━━━ Dataset content ━━━

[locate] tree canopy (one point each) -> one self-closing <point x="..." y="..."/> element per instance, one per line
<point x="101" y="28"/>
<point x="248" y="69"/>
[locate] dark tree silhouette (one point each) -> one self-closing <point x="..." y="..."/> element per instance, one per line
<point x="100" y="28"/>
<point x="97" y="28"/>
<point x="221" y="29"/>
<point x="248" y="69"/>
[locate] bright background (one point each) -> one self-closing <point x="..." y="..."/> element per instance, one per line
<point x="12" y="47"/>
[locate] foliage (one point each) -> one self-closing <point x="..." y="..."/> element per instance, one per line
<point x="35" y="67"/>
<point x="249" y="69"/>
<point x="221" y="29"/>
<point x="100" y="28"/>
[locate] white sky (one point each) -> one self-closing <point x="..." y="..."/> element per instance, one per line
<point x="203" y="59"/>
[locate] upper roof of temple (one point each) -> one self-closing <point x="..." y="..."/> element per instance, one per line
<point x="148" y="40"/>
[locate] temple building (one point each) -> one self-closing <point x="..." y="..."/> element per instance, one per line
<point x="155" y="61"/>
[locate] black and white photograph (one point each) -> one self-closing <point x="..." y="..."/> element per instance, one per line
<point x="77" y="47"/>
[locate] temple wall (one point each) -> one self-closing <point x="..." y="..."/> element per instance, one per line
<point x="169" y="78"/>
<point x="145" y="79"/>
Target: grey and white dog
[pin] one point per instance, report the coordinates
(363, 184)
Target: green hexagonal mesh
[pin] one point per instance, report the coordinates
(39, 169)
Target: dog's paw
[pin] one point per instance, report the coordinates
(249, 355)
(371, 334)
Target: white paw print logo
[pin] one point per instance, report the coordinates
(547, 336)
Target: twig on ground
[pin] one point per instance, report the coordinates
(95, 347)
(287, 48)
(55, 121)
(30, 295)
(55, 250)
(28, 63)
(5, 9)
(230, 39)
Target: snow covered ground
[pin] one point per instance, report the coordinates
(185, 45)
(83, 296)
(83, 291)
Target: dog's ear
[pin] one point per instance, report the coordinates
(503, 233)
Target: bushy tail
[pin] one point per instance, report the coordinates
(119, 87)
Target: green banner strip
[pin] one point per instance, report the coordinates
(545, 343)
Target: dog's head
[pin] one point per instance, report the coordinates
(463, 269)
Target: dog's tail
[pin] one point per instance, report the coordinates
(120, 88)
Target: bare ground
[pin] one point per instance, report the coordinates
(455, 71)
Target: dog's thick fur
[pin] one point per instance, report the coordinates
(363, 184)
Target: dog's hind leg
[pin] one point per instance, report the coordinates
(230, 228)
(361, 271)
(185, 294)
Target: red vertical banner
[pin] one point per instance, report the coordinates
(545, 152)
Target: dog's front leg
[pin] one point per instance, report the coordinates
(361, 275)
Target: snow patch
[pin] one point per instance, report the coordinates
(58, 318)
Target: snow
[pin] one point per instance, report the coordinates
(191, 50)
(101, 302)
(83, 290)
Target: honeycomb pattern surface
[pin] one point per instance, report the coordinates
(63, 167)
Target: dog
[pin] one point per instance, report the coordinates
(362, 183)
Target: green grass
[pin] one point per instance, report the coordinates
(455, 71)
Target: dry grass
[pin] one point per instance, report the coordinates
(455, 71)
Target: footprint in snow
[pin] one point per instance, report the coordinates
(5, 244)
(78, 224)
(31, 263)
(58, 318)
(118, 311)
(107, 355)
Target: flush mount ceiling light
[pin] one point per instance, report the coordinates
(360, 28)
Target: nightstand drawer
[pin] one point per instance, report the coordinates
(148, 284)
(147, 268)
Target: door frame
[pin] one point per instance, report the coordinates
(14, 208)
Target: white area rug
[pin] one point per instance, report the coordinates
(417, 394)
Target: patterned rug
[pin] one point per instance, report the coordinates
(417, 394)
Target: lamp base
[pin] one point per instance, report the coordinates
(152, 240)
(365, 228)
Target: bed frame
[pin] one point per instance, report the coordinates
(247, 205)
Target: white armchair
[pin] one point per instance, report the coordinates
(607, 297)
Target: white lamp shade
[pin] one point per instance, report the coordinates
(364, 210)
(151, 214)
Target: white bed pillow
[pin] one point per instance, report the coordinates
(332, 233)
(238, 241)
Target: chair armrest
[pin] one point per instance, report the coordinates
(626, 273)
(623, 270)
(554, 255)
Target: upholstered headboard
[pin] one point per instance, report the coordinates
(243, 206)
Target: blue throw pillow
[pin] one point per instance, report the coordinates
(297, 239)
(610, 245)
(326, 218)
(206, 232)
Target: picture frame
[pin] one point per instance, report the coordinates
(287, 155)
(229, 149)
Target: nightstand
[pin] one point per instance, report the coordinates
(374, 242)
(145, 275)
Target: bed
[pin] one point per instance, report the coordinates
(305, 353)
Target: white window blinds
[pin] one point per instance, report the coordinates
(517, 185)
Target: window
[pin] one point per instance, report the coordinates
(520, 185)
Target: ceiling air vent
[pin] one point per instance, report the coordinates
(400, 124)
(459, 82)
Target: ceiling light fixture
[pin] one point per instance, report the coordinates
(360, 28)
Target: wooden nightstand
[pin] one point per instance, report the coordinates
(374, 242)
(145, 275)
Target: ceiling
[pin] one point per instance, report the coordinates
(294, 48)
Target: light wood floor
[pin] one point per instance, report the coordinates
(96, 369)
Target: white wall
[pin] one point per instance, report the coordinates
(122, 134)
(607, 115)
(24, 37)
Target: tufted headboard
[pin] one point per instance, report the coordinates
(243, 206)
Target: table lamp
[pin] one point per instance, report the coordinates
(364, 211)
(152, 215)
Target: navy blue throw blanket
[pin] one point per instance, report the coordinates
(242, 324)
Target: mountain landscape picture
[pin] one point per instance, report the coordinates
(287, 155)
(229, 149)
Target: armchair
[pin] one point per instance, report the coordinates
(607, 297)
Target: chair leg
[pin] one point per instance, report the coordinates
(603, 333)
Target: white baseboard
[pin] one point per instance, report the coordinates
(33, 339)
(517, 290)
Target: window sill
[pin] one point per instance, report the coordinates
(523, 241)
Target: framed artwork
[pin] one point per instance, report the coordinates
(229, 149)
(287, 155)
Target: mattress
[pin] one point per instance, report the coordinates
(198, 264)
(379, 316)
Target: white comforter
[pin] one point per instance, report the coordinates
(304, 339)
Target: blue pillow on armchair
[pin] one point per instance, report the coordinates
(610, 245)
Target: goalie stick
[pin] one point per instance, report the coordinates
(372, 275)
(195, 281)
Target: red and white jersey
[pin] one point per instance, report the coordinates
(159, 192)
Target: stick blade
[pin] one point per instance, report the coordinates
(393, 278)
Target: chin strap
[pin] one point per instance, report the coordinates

━━━

_Problem to solve_.
Write out, from the lines above, only those from the line with "Target: white lamp shade" to the line with "Target: white window blinds", exactly as given, including the first and the last.

_Reply_.
Target: white lamp shade
[pin] one point per instance, report the coordinates
(364, 210)
(151, 214)
Target: white bed pillow
[pin] one point per instance, report the coordinates
(332, 233)
(238, 241)
Target: chair armrest
[pin] one point per instance, report the coordinates
(626, 273)
(623, 270)
(554, 255)
Target: upholstered headboard
[pin] one point per instance, report the coordinates
(243, 206)
Target: blue throw pillow
[pin] one point per instance, report the coordinates
(297, 239)
(610, 245)
(326, 218)
(206, 232)
Target: picture frame
[pin] one point per instance, report the coordinates
(287, 155)
(229, 149)
Target: nightstand
[pin] one point per instance, report the coordinates
(374, 242)
(145, 275)
Target: bed
[pin] one point per instance, report the coordinates
(305, 353)
Target: white window blinds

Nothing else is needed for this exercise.